- [Exercise task]
Reproduce the records below, substituting "tin roof" for every occurrence of "metal roof" and leaving all else unchanged. Leave the pictures out of the answer.
— BEGIN Information given —
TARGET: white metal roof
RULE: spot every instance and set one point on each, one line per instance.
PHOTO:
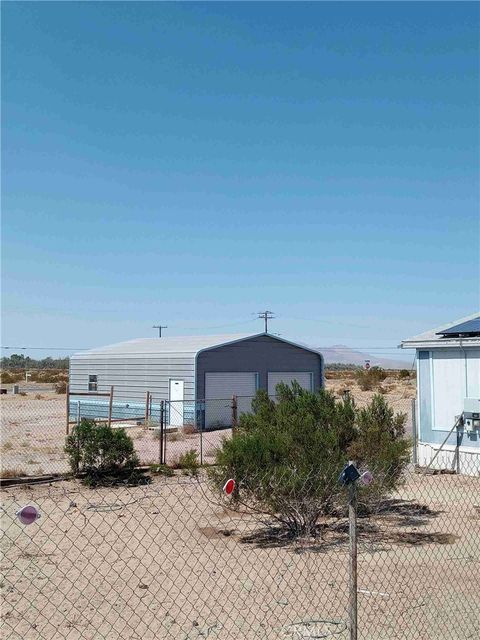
(431, 339)
(189, 345)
— END Information given —
- [Task output]
TARGET: white tin roof
RULE: spot every instance and set one point on each, one line per instance.
PHOTO:
(431, 339)
(189, 345)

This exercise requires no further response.